EXTRAHIERTER TEXT:

Die Kettenreaktion, die zu den toxischen Protein-Ablagerungen führt, setzt viel früher ein als bisher gedacht. Tübinger Forschende zeigen, wie dieser Prozess frühzeitig gestoppt werden könnte.

Eine Alzheimer-Erkrankung schaukelt sich über Jahrzehnte hoch. Sie beginnt mit einer fatalen Kettenreaktion, bei der massenhaft falsch gefaltete Beta-Amyloid-Proteine entstehen, die das Gehirn am Ende regelrecht überschwemmen. Forschende um Mathias Jucker vom Hertie-Institut für klinische Hirnforschung (HIH) in Tübingen und vom Deutschen Zentrum für Neurodegenerative Erkrankungen (DZNE) zeigen in der Fachzeitschrift „Nature Neuroscience“, dass diese Kettenreaktion bei Mäusen sehr viel früher beginnt als bisher angenommen. Damit gibt es neben der bekannten Frühphase der Erkrankung mit Protein-Ablagerungen aber ohne Demenz-Symptome eine noch viel frühere Phase, in der winzige, unsichtbare Aggregationskeime die Kettenreaktion in Gang setzen. Wenn sich das auch beim Menschen bestätigt, müsste eine an den Ursachen ansetzende Behandlung diese Aktion unterbinden. Die Forschenden haben bereits einen ersten Antikörper identifiziert, der das vielleicht leisten könnte.

GEZEIGTE DATENSÄTZE:

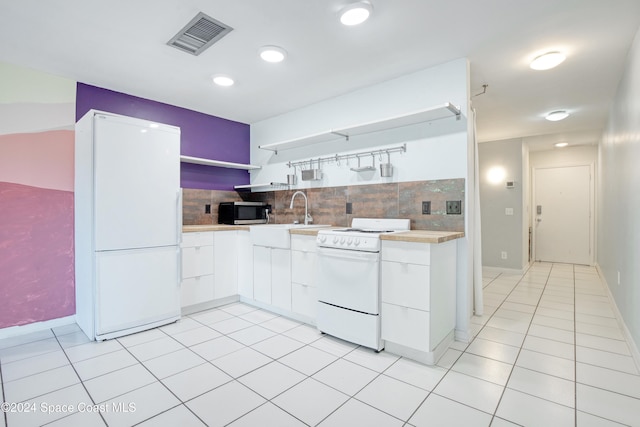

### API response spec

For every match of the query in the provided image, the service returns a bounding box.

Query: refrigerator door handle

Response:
[176,188,182,287]
[176,245,182,288]
[176,188,182,246]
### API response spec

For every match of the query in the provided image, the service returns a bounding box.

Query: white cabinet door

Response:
[271,248,291,310]
[291,283,318,320]
[180,274,214,307]
[96,248,180,335]
[253,246,271,304]
[237,230,253,299]
[382,261,431,311]
[213,231,238,299]
[381,302,432,352]
[291,251,316,287]
[182,246,213,279]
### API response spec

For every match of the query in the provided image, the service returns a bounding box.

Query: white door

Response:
[533,165,593,265]
[253,246,271,304]
[94,114,180,251]
[271,248,291,311]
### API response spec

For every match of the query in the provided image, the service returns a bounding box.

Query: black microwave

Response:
[218,202,271,225]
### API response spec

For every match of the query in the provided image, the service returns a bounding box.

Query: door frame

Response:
[529,162,596,266]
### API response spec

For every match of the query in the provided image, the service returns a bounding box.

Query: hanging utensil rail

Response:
[287,144,407,168]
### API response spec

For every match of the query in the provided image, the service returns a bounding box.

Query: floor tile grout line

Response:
[0,354,9,426]
[112,328,206,425]
[53,329,108,427]
[572,265,578,427]
[488,264,553,423]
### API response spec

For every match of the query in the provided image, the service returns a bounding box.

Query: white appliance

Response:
[74,110,182,340]
[316,218,411,351]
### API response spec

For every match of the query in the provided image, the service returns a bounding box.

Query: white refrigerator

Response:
[75,110,182,340]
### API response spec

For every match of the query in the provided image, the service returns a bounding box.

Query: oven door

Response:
[316,247,380,314]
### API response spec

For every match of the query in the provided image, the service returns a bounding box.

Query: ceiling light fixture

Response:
[213,74,235,87]
[340,1,373,26]
[529,52,567,70]
[260,46,287,63]
[545,110,569,122]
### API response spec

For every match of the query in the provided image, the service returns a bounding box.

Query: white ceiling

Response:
[0,0,640,149]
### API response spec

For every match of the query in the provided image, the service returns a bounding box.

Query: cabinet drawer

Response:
[181,231,213,248]
[291,235,316,252]
[182,246,213,278]
[180,274,213,307]
[291,283,318,319]
[382,261,431,311]
[382,240,431,265]
[381,303,431,352]
[291,251,317,286]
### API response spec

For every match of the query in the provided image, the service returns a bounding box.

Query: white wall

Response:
[251,59,473,340]
[597,27,640,349]
[251,59,468,188]
[478,139,528,270]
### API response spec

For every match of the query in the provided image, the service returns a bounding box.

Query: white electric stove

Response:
[316,218,410,351]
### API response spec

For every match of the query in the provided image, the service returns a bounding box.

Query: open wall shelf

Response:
[258,102,461,154]
[180,156,260,171]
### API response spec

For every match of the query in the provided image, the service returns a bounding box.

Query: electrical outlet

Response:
[447,200,462,215]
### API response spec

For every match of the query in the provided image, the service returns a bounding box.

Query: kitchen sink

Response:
[249,224,331,249]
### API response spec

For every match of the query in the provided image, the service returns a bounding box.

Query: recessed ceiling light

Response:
[340,1,373,26]
[529,52,567,70]
[545,110,569,122]
[260,46,287,62]
[213,74,235,86]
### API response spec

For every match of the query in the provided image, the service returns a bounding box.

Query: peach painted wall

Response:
[0,63,76,328]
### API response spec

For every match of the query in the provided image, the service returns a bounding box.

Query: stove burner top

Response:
[333,228,394,234]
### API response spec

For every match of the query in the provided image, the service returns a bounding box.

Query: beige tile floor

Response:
[0,264,640,427]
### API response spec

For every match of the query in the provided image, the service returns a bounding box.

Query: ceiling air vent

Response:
[167,12,233,55]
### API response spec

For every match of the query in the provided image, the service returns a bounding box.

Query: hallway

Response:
[476,263,640,426]
[0,263,640,427]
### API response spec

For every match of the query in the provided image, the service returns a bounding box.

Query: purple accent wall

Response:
[76,82,249,190]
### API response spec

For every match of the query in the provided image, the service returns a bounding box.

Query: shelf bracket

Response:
[331,131,349,141]
[447,104,462,120]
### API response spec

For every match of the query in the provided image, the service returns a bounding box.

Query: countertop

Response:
[380,230,464,243]
[182,224,249,233]
[182,224,464,243]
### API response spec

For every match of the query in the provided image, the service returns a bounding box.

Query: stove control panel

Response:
[316,232,380,252]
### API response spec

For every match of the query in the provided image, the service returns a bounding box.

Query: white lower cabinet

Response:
[236,230,253,299]
[291,235,318,324]
[180,231,214,307]
[253,246,291,311]
[213,230,238,299]
[381,240,456,364]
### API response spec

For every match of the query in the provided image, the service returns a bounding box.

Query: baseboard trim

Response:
[482,265,529,276]
[596,263,640,370]
[0,314,76,339]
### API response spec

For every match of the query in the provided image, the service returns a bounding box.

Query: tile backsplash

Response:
[183,178,465,231]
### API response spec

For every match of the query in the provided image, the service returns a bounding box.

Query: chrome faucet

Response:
[289,191,313,225]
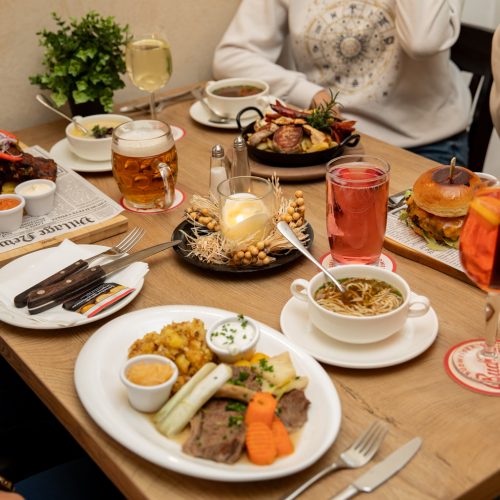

TEILE DER ÜBUNG:
1. Gib aus dem Text über die Alzheimer-Kettenreaktion den Abschnitt wortgetreu wieder, beginnend bei „Die Kettenreaktion, die“ und endend bei „gestoppt werden könnte.“.
2. Fahre mit dem Text über die Alzheimer-Kettenreaktion im Anschluss an seinen letzten Satz fort.

ERGEBNISSE IN REIHENFOLGE:
1.
Die Kettenreaktion, die zu den toxischen Protein-Ablagerungen führt, setzt viel früher ein als bisher gedacht. Tübinger Forschende zeigen, wie dieser Prozess frühzeitig gestoppt werden könnte.

2.
Dafür haben sie unter den bereits bekannten Antikörpern gegen falsch gefaltete Beta-Amyloid-Proteine nach solchen gesucht, die auch diese frühen Aggregationskeime erkennen und möglicherweise beseitigen können. Von den sechs verwendeten Antikörpern zeigte nur der Antikörper Aducanumab eine Wirkung: Sogenannte Alzheimer-Mäuse, die noch vor dem Auftreten der ersten Proteinablagerungen für lediglich fünf Tage damit behandelt worden waren, wiesen später nur die Hälfte der sonst üblichen Menge an Ablagerungen im Gehirn auf. „Die kurze Behandlung mit Aducanumab hat die vorhandenen Aggregationskeime offensichtlich beseitigt und da die Bildung neuer Aggregationskeime Zeit braucht, werden in den Wochen und Monaten nach der Behandlung viel weniger Ablagerungen gebildet“, kommentiert Mathias Jucker die Ergebnisse. „Das Gehirn der Mäuse war am Ende zu 50 Prozent weniger geschädigt“.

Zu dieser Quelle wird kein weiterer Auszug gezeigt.